### [WHAT THE EXERCISE ASKS]
Reproduce the part of the text on caesarean section decisions that opens with "Hospital guidelines, infrastructural" and closes with "the decision-making process.", substituting "key considerations" for "important factors".

___ SOURCE TEXT

A consultant obstetrician said: “People have been going through a long, hard and expensive process to become pregnant. And I think if I had someone in that age group… saying to me I don’t want any risk for this baby… I would be more than happy… to do an elective caesarean section for someone who is 48 and has probably spent 5 or 6 years trying to get to that point to have a healthy baby at term. So those are the situations.”

Another consultant obstetrician said it “it drives me insane when they keep comparing us to the Netherlands… I mean… they are taller than the average Irish person… healthier [and]. . .slimmer”.

“We are fat, old and short. That’s basically the Irish population of women who are giving birth. So it is a huge influence in terms of what, what the caesarean section rate should be for your country.” (Consultant Obstetrician 10)

Clinicians’ level of ‘experience and confidence’ was also regarded as a major influence, with one midwife noting: “If the obstetrician… doesn’t feel confident.. they might just say that it’s not suitable for vaginal delivery and then proceed to section.”

Or a “midwife manager, who feels that an obstetrician doesn’t have the skill… she might suggest a caesarean would be a better option for the woman”.

 

Hospital guidelines, infrastructural limitations, and the presence of an experienced and skilled midwife were identified as important factors in the decision-making process.

______
___ INFORMATION SUPPLIED

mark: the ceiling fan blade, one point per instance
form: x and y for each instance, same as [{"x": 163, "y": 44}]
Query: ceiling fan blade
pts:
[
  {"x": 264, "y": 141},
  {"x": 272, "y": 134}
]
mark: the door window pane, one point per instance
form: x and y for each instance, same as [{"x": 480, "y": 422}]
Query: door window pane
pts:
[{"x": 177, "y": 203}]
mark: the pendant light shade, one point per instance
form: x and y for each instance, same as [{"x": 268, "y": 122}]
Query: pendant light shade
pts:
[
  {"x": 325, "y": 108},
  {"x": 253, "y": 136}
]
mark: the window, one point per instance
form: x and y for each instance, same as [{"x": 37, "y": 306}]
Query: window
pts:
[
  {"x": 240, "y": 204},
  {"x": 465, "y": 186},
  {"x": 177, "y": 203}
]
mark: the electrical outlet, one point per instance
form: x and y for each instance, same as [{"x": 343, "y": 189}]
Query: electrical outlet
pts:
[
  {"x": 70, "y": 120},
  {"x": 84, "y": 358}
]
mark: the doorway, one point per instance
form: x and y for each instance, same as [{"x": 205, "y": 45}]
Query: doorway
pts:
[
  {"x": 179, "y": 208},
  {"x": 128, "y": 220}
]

______

### [SOLUTION]
Hospital guidelines, infrastructural limitations, and the presence of an experienced and skilled midwife were identified as key considerations in the decision-making process.